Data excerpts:

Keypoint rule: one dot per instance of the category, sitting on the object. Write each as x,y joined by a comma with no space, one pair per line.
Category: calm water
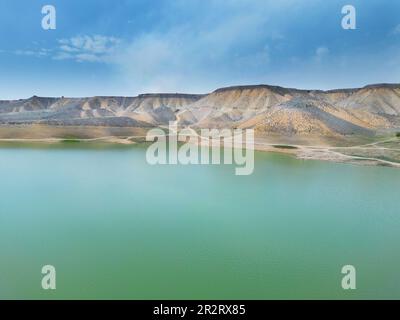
115,227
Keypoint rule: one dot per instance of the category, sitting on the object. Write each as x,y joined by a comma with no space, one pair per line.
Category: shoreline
301,152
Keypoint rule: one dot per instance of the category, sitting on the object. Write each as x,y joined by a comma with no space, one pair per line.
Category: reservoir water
115,227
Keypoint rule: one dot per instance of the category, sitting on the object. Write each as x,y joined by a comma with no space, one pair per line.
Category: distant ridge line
278,89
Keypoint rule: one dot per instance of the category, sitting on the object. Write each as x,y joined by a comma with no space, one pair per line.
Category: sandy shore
307,148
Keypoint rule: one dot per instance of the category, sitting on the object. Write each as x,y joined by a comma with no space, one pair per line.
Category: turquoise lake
115,227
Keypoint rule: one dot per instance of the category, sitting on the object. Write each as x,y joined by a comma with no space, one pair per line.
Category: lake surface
115,227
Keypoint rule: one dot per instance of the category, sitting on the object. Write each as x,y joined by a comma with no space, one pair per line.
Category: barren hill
267,109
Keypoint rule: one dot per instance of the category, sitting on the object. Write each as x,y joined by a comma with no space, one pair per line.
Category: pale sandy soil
352,149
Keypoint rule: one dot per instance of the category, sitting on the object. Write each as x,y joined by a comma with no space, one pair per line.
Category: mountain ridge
266,108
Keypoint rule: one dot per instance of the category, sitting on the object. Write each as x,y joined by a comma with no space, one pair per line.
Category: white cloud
97,48
34,52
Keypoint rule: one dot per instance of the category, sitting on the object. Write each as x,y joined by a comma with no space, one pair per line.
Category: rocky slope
267,109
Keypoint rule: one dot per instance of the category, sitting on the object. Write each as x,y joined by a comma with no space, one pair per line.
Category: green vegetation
282,146
70,141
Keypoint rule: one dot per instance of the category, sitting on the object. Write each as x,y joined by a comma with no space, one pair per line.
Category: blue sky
127,47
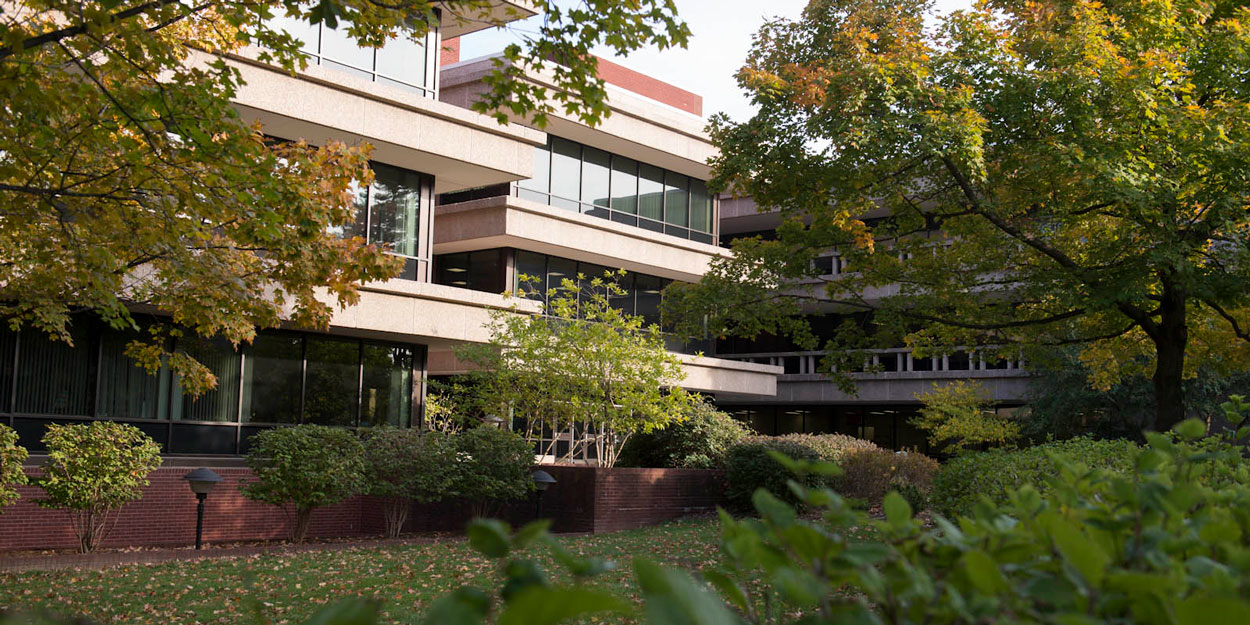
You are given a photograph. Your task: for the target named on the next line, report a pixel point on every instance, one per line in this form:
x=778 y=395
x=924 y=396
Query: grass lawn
x=290 y=588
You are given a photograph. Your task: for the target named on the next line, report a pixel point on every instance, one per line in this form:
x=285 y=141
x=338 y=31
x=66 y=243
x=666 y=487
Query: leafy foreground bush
x=93 y=470
x=1163 y=544
x=405 y=465
x=700 y=440
x=306 y=466
x=493 y=466
x=11 y=458
x=995 y=474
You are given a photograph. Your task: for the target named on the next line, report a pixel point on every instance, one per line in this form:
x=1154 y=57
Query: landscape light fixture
x=201 y=481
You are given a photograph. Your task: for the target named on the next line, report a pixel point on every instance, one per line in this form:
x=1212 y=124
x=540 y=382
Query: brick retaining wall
x=583 y=500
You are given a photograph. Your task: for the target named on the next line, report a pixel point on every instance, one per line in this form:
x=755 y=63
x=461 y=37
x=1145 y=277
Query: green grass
x=290 y=588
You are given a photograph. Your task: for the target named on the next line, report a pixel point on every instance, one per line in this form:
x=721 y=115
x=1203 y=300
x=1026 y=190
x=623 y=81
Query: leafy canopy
x=583 y=364
x=129 y=179
x=1019 y=176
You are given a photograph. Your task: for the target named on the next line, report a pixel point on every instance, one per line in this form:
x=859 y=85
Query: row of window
x=575 y=176
x=281 y=378
x=401 y=63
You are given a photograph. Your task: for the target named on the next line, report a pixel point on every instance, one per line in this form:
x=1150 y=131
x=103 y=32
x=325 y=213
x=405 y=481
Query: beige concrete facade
x=509 y=221
x=459 y=148
x=638 y=128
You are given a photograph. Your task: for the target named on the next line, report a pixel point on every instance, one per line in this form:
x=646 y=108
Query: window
x=333 y=380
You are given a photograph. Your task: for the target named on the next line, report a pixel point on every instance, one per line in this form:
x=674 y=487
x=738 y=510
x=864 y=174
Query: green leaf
x=539 y=605
x=488 y=536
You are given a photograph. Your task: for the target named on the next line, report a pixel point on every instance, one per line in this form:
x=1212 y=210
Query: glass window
x=531 y=265
x=565 y=173
x=395 y=209
x=220 y=404
x=700 y=206
x=53 y=376
x=386 y=396
x=595 y=174
x=128 y=390
x=333 y=381
x=404 y=60
x=541 y=178
x=624 y=185
x=650 y=191
x=676 y=198
x=336 y=45
x=273 y=373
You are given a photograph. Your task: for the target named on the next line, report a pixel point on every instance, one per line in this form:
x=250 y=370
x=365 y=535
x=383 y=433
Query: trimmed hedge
x=964 y=480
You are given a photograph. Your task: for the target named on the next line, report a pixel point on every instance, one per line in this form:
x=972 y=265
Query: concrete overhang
x=638 y=128
x=455 y=23
x=460 y=148
x=701 y=374
x=509 y=221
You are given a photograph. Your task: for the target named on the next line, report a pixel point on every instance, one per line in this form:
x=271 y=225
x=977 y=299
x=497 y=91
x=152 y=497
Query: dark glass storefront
x=283 y=378
x=885 y=425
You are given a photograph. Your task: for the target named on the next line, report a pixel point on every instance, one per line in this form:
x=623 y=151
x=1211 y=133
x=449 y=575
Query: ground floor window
x=283 y=378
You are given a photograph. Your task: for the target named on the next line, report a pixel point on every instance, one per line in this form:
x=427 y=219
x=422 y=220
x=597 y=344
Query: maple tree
x=128 y=179
x=1005 y=179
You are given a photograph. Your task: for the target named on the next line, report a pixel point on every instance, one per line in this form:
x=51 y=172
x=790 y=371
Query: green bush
x=403 y=465
x=700 y=440
x=306 y=466
x=11 y=458
x=493 y=466
x=869 y=474
x=749 y=466
x=93 y=470
x=995 y=474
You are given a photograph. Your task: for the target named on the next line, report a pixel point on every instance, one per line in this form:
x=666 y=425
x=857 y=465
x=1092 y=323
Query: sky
x=720 y=38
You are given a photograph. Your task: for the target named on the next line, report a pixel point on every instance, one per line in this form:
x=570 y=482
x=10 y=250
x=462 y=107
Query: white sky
x=720 y=38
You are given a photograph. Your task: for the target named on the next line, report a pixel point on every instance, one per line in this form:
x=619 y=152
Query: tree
x=11 y=458
x=405 y=465
x=959 y=418
x=583 y=365
x=308 y=466
x=93 y=470
x=129 y=179
x=1020 y=176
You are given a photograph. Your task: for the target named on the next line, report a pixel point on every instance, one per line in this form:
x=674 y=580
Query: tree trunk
x=1170 y=339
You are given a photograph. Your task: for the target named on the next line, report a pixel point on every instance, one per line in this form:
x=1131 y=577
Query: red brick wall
x=583 y=500
x=649 y=86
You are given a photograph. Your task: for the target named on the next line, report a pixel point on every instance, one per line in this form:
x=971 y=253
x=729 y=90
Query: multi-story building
x=468 y=203
x=885 y=396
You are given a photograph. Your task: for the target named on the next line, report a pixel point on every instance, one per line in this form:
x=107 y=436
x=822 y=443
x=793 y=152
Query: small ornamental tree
x=306 y=466
x=959 y=418
x=403 y=465
x=491 y=466
x=584 y=365
x=11 y=456
x=93 y=470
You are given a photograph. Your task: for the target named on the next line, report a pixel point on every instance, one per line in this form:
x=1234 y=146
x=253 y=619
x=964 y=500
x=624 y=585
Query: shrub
x=493 y=465
x=700 y=440
x=11 y=458
x=869 y=474
x=93 y=470
x=995 y=474
x=748 y=468
x=959 y=418
x=306 y=466
x=403 y=465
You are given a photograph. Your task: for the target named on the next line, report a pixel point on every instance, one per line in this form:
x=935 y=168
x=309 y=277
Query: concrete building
x=809 y=401
x=466 y=201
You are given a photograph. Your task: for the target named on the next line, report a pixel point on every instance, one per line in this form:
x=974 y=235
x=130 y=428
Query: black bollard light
x=541 y=481
x=201 y=481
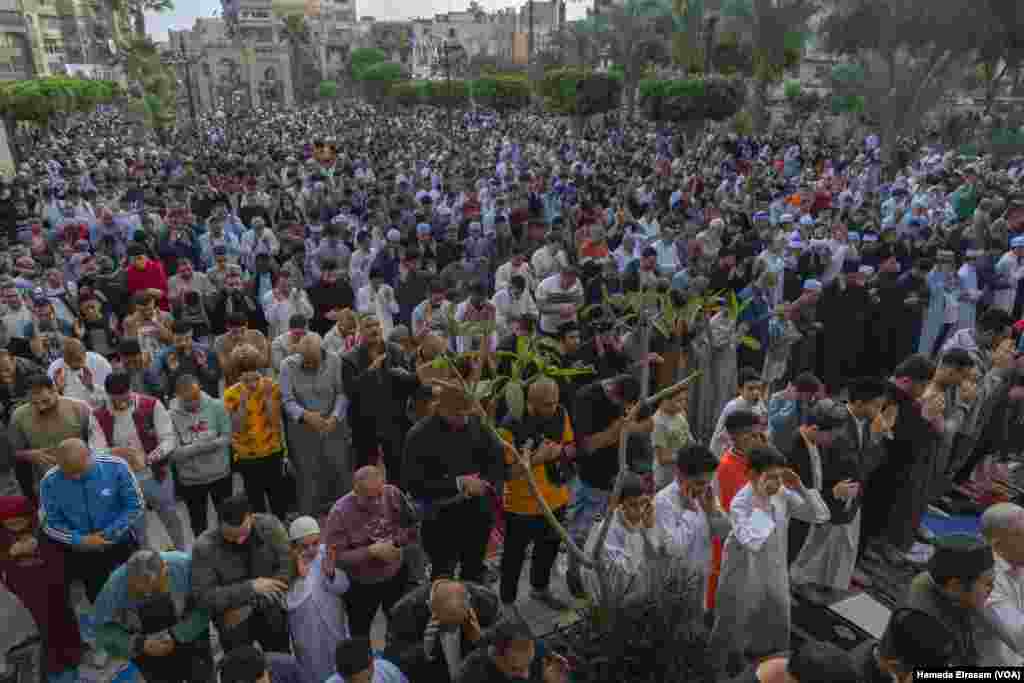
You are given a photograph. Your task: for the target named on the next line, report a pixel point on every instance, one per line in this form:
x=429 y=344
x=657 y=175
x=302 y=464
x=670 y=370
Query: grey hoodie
x=202 y=441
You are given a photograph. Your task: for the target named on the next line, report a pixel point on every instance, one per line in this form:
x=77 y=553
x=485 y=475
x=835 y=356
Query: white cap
x=302 y=527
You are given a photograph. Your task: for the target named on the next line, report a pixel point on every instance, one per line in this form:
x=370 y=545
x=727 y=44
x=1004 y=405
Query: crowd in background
x=266 y=314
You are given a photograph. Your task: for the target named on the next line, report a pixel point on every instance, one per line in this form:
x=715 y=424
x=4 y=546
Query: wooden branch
x=524 y=462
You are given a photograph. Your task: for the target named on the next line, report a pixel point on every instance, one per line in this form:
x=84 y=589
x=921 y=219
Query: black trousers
x=93 y=567
x=196 y=497
x=459 y=535
x=190 y=663
x=263 y=479
x=520 y=530
x=267 y=626
x=363 y=600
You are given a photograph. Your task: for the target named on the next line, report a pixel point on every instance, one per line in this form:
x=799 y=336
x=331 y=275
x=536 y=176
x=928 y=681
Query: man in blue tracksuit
x=90 y=501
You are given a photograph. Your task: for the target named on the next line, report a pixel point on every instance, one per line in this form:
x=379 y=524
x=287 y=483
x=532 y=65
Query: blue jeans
x=587 y=504
x=160 y=496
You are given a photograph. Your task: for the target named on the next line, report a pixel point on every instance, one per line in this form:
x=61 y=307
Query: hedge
x=39 y=98
x=576 y=91
x=692 y=99
x=502 y=91
x=364 y=57
x=328 y=89
x=435 y=93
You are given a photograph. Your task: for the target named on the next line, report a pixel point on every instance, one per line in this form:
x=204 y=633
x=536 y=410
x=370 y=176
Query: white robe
x=753 y=600
x=687 y=530
x=1010 y=267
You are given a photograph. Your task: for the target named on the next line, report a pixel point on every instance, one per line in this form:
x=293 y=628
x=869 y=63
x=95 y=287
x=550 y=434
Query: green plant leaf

*Work instruction:* A reply should hold exactly the lines from the one containing "x=379 y=524" through the end of the data above, nothing more.

*Answer box:*
x=379 y=524
x=287 y=483
x=532 y=65
Query: blue jeans
x=587 y=504
x=160 y=496
You are given a photograph. Your task: for the target named on the next line, report a pixel point on every instance, one per line in this form:
x=61 y=307
Query: hedge
x=39 y=98
x=576 y=91
x=692 y=99
x=502 y=91
x=364 y=57
x=328 y=89
x=435 y=93
You are given a photograph. Your task: for the target named on the next line, report a pixel point on every instance, one per line in this form:
x=204 y=633
x=536 y=410
x=370 y=176
Query: white robe
x=753 y=600
x=687 y=530
x=1010 y=267
You are given a photograph. Your task: for the target named on the next line, report a pixel point on every instance, one per line in this form:
x=293 y=628
x=869 y=63
x=95 y=287
x=550 y=434
Query: green plant leaf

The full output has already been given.